◆ **Exercise**
Hand back all of the records exactly as they read.

Input records START

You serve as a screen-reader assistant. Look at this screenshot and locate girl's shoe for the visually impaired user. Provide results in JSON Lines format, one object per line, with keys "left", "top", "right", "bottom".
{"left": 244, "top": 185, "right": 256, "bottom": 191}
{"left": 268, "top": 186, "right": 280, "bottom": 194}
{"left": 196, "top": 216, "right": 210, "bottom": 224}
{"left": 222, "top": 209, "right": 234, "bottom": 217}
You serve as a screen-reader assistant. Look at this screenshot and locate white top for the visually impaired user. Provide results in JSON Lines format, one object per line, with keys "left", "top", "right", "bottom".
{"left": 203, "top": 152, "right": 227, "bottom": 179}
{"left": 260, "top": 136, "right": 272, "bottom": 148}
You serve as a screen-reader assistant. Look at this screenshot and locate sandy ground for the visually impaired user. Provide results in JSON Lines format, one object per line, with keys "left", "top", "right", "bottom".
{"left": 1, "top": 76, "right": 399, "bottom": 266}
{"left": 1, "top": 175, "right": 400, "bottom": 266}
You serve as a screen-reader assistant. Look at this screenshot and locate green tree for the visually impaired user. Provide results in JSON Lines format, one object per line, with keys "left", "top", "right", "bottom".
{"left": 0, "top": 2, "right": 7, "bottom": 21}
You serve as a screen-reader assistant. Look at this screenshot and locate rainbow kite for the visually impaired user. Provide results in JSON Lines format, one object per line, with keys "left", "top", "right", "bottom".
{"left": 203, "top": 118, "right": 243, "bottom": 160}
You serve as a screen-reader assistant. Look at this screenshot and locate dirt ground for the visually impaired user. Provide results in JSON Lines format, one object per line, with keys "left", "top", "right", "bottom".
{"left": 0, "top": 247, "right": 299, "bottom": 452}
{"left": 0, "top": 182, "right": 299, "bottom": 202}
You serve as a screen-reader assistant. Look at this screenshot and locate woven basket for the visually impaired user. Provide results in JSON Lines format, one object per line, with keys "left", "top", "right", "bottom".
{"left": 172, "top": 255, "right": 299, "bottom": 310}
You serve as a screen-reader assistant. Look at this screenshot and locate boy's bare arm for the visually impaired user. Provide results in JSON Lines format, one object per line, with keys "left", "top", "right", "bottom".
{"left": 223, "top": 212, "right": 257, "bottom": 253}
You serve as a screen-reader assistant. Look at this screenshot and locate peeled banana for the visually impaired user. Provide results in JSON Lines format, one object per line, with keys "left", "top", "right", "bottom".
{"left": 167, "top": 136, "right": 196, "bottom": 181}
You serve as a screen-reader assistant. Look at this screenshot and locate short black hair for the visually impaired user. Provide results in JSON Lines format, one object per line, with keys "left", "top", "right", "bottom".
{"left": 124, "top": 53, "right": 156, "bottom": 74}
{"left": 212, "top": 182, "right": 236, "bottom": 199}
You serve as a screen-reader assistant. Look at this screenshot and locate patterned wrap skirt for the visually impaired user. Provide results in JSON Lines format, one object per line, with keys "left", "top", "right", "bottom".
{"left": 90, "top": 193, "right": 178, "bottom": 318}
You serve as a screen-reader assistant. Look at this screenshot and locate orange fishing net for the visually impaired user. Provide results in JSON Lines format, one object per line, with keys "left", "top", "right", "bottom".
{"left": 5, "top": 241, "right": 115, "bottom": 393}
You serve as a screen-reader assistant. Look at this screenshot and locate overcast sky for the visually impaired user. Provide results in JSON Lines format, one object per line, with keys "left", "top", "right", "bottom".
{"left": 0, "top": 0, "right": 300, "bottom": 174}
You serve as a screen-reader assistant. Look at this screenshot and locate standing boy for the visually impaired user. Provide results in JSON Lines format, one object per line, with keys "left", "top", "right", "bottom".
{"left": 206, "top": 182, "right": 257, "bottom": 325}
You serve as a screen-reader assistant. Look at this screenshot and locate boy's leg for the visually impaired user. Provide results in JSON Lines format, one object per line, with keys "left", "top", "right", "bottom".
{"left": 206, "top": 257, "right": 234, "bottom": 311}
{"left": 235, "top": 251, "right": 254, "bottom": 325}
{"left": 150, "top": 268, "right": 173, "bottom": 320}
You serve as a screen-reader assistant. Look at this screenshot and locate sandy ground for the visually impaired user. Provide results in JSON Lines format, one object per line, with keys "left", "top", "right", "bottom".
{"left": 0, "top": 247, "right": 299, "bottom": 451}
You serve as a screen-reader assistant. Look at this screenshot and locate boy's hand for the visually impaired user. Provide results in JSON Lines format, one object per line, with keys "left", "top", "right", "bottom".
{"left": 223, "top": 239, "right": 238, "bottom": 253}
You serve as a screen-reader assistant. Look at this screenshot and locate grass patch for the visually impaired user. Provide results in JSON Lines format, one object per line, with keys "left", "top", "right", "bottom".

Input records END

◆ **Your response**
You serve as a screen-reader assistant. Look at this screenshot and locate girl's shoe for the visually impaired user. Provide results in JSON Lines format, one object per line, with keys "left", "top", "right", "bottom".
{"left": 244, "top": 185, "right": 256, "bottom": 191}
{"left": 268, "top": 186, "right": 280, "bottom": 194}
{"left": 196, "top": 216, "right": 210, "bottom": 224}
{"left": 222, "top": 209, "right": 234, "bottom": 217}
You serve as a screen-reader assistant. Look at this screenshot and locate white top for the visually impaired user. Provide results in JSON Lines format, one object per line, with keys "left", "top", "right", "bottom".
{"left": 203, "top": 152, "right": 227, "bottom": 179}
{"left": 260, "top": 136, "right": 272, "bottom": 148}
You serve as a screen-reader assistant. Look at this screenshot and locate sandy ground for the visually impaired user. Provide results in JSON Lines format, one object per line, with keys "left", "top", "right", "bottom".
{"left": 1, "top": 76, "right": 399, "bottom": 266}
{"left": 1, "top": 175, "right": 400, "bottom": 266}
You serve as a screen-reader assistant. Look at this screenshot and locate green tree for the visually impaired user. Provide results in JSON Lines format, one object per line, with keys "left", "top", "right", "bottom".
{"left": 0, "top": 2, "right": 7, "bottom": 21}
You serve as a screen-reader assistant. Look at this screenshot and locate rainbow kite for the visually impaired user. Provide results in JSON Lines format, one object per line, with keys "left", "top", "right", "bottom".
{"left": 203, "top": 118, "right": 243, "bottom": 160}
You serve as a screen-reader assistant. Look at this screenshot and locate dirt ground for the visually impaired user. Provide results in JSON Lines format, one object per line, with keys "left", "top", "right", "bottom".
{"left": 0, "top": 247, "right": 299, "bottom": 452}
{"left": 0, "top": 182, "right": 299, "bottom": 202}
You serve as a screen-reader assistant. Look at this screenshot and locate woven basket for the visually impaired user. Provide results in JSON Lines format, one object per line, with keys "left", "top", "right", "bottom".
{"left": 172, "top": 255, "right": 299, "bottom": 310}
You serve as a screen-reader assistant. Look at this screenshot and locate boy's bare arm for the visually impaired user. Provide results in JSON Lines format, one object per line, with keys "left", "top", "right", "bottom".
{"left": 223, "top": 212, "right": 257, "bottom": 253}
You serve as a screen-reader assistant. Look at this screenshot and locate peeled banana for the visually impaired user. Provide results in JSON Lines format, one object per line, with keys "left", "top", "right", "bottom".
{"left": 167, "top": 136, "right": 196, "bottom": 181}
You serve as a screen-reader assistant. Look at this screenshot and locate short black hair for the visually impaired user. Provide results in JSON Lines format, one object per line, with keys "left", "top", "right", "bottom".
{"left": 124, "top": 53, "right": 156, "bottom": 74}
{"left": 212, "top": 182, "right": 236, "bottom": 199}
You serve as a screen-reader assistant. Look at this screenshot and locate patterned wrap skirt for the visually impaired user. Provide results in JSON Lines format, one object per line, with keys "left", "top", "right", "bottom".
{"left": 90, "top": 193, "right": 178, "bottom": 318}
You serve as a screen-reader assistant. Look at this screenshot and locate orange fishing net for the visually impaired user. Provide results in JSON Lines format, one object per line, with keys "left", "top", "right", "bottom".
{"left": 5, "top": 241, "right": 115, "bottom": 393}
You serve as a screen-reader assistant. Look at this screenshot and locate overcast sky for the visually impaired user. Provide results in JSON Lines format, one object per line, with keys "left", "top", "right", "bottom".
{"left": 0, "top": 0, "right": 300, "bottom": 174}
You serve as a screen-reader assistant. Look at this screenshot and locate standing boy for the visually impaired user. Provide results in JSON Lines format, one object per line, with keys "left", "top", "right", "bottom".
{"left": 206, "top": 182, "right": 257, "bottom": 325}
You serve as a screen-reader assistant. Look at this screenshot and locate boy's leg for the visually impaired user. Provide results in JSON Lines format, one object per line, with keys "left", "top", "right", "bottom".
{"left": 206, "top": 257, "right": 234, "bottom": 311}
{"left": 235, "top": 251, "right": 254, "bottom": 325}
{"left": 150, "top": 268, "right": 173, "bottom": 320}
You serve as a screen-reader assistant. Look at this screenshot and locate sandy ground for the visually impaired user. Provide results in JSON Lines format, one object per line, with keys "left", "top", "right", "bottom".
{"left": 0, "top": 247, "right": 299, "bottom": 451}
You serve as a screen-reader assistant. Look at this screenshot and locate boy's hand for the visually impaired user. Provide results in JSON Lines format, one object per line, with keys "left", "top", "right", "bottom".
{"left": 223, "top": 239, "right": 238, "bottom": 253}
You serve as a screen-reader assistant. Look at this screenshot and locate grass patch for the visually impaired user. Provide results in JSON Lines format, one object per line, with keys "left", "top", "right", "bottom".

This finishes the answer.